| Task prompt |
Reproduce every line of the listing below as a numbered list, omitting blank lines and leaving out the pictures.

---

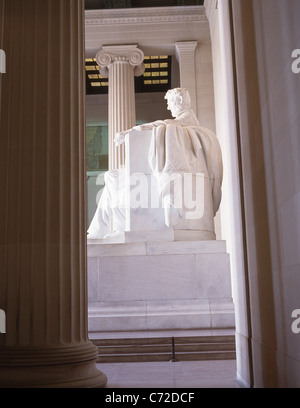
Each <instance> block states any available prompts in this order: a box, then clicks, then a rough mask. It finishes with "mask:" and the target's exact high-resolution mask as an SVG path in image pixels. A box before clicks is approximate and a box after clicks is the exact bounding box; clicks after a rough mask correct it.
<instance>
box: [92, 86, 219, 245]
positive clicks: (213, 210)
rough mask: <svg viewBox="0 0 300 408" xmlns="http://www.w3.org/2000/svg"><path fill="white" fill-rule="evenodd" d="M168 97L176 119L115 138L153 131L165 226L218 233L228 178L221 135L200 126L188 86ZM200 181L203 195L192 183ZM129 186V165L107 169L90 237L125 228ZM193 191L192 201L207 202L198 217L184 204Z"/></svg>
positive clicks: (152, 170) (141, 135) (158, 181)
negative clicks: (121, 168)
mask: <svg viewBox="0 0 300 408" xmlns="http://www.w3.org/2000/svg"><path fill="white" fill-rule="evenodd" d="M165 99H167V102H168V109H169V110H170V111H171V113H172V116H173V117H174V119H166V120H157V121H155V122H152V123H146V124H143V125H140V126H134V127H133V128H132V129H130V130H126V131H124V132H120V133H118V134H117V135H116V138H115V143H116V145H117V146H118V145H120V144H122V143H124V142H125V139H126V136H127V135H129V136H130V132H131V131H132V130H134V131H137V132H141V137H142V136H143V132H144V131H151V132H152V136H151V144H150V148H149V152H148V162H149V165H150V168H151V171H152V174H153V176H154V177H155V179H156V180H157V189H158V193H159V195H160V197H161V199H162V202H163V211H164V221H165V225H166V227H169V228H174V229H179V230H180V229H181V230H199V231H201V230H203V231H204V232H208V233H210V232H211V233H212V234H213V233H214V225H213V219H214V216H215V215H216V212H217V211H218V209H219V206H220V202H221V185H222V178H223V167H222V155H221V150H220V146H219V143H218V140H217V138H216V136H215V134H214V133H213V132H212V131H210V130H209V129H206V128H203V127H201V126H200V123H199V121H198V119H197V117H196V115H195V113H194V112H193V110H192V108H191V99H190V95H189V92H188V91H187V90H186V89H185V88H175V89H171V90H169V91H168V92H167V93H166V96H165ZM125 160H126V159H125ZM188 176H189V177H190V176H192V178H191V177H190V182H189V183H187V182H186V181H185V185H188V186H189V187H188V190H187V189H186V187H184V188H183V187H182V184H183V180H186V179H188ZM198 181H201V186H202V188H201V190H199V191H201V194H198V189H197V194H195V191H194V190H195V188H194V187H193V183H194V184H195V182H196V184H197V182H198ZM125 185H126V169H119V170H113V171H108V172H107V173H106V174H105V188H104V191H103V194H102V196H101V199H100V202H99V204H98V208H97V210H96V213H95V216H94V218H93V220H92V222H91V225H90V227H89V230H88V234H89V235H88V238H103V237H104V236H106V235H109V234H111V233H114V232H117V231H125V218H126V188H125ZM174 186H175V187H176V188H175V187H174ZM178 186H179V188H178ZM189 195H190V196H191V197H192V198H191V200H190V201H191V202H194V201H195V200H196V201H197V200H198V201H203V203H202V207H203V211H202V214H201V216H199V217H198V219H196V217H194V219H193V217H191V216H190V214H191V211H190V208H186V207H187V206H185V205H183V204H182V202H183V201H184V202H185V201H186V197H187V196H189ZM179 196H180V197H179ZM178 197H179V198H180V199H179V200H178ZM195 197H196V198H195ZM179 202H181V204H178V203H179ZM142 227H143V225H142V223H141V228H142ZM211 239H215V238H211Z"/></svg>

---

| Answer space |
1. Each <instance> block states any available prompts in this order: a box, then clicks, then a rough mask. It finishes with "mask:" and the target's exact high-resolution mask as an SVG path in image pixels. A box before clicks is approximate and a box after clicks is the exact bounding box; clicks after a rough mask correct it.
2. <instance>
3. box: [92, 86, 219, 245]
4. positive clicks: (213, 210)
5. rough mask: <svg viewBox="0 0 300 408" xmlns="http://www.w3.org/2000/svg"><path fill="white" fill-rule="evenodd" d="M168 97L176 119L115 138L153 131L165 226L218 233L228 178L221 135L200 126L188 86ZM200 181L203 195L192 183ZM129 186V165L107 169L90 237L125 228ZM193 191L192 201L207 202L198 217L184 204Z"/></svg>
6. positive clicks: (152, 170) (141, 135) (158, 181)
7. negative clicks: (121, 168)
8. mask: <svg viewBox="0 0 300 408" xmlns="http://www.w3.org/2000/svg"><path fill="white" fill-rule="evenodd" d="M165 99H167V102H168V109H169V110H170V111H171V113H172V116H173V117H174V119H166V120H157V121H155V122H152V123H146V124H143V125H140V126H134V127H133V128H132V129H130V130H126V131H124V132H120V133H118V134H117V135H116V138H115V143H116V145H117V146H118V145H120V144H122V143H124V142H125V139H126V136H127V135H129V136H130V132H131V131H132V130H134V131H137V132H141V137H142V136H143V132H144V131H151V132H152V136H151V144H150V148H149V152H148V162H149V165H150V168H151V171H152V174H153V176H154V177H155V179H156V180H157V189H158V193H159V195H160V197H161V199H162V202H163V211H164V221H165V225H166V227H169V228H174V229H179V230H180V229H181V230H199V231H201V230H203V231H204V232H208V233H210V232H211V233H212V234H213V233H214V225H213V219H214V216H215V215H216V212H217V211H218V209H219V206H220V202H221V185H222V178H223V167H222V155H221V150H220V146H219V143H218V140H217V138H216V136H215V134H214V133H213V132H212V131H210V130H209V129H206V128H203V127H201V126H200V123H199V121H198V119H197V117H196V115H195V113H194V112H193V110H192V108H191V99H190V95H189V92H188V91H187V90H186V89H185V88H175V89H171V90H169V91H168V92H167V93H166V96H165ZM125 160H126V159H125ZM188 176H189V177H190V176H192V178H191V177H190V182H189V183H187V182H186V181H185V185H188V186H189V187H188V190H187V189H186V187H184V188H183V187H182V184H183V180H186V179H188ZM198 181H201V186H202V188H201V190H199V191H201V194H198V189H197V194H195V191H194V190H195V188H194V187H193V183H194V184H195V182H196V184H197V182H198ZM125 185H126V169H119V170H113V171H108V172H107V173H106V174H105V188H104V191H103V194H102V196H101V199H100V202H99V204H98V208H97V210H96V213H95V216H94V218H93V220H92V222H91V225H90V227H89V230H88V234H89V235H88V238H103V237H104V236H106V235H109V234H111V233H114V232H117V231H125V218H126V188H125ZM174 186H175V187H176V188H175V187H174ZM178 186H179V188H178ZM189 195H190V196H191V197H192V198H191V200H190V201H191V202H194V201H195V200H196V201H197V200H198V201H203V203H202V207H203V211H202V214H201V216H199V217H198V219H196V217H194V219H193V217H191V216H190V214H191V211H190V208H186V207H187V206H185V205H183V204H182V202H183V201H184V202H185V201H186V197H187V196H189ZM179 196H180V197H179ZM178 197H179V198H180V199H179V200H178ZM195 197H196V198H195ZM179 202H181V204H178V203H179ZM142 227H143V225H142V223H141V228H142ZM211 239H215V238H211Z"/></svg>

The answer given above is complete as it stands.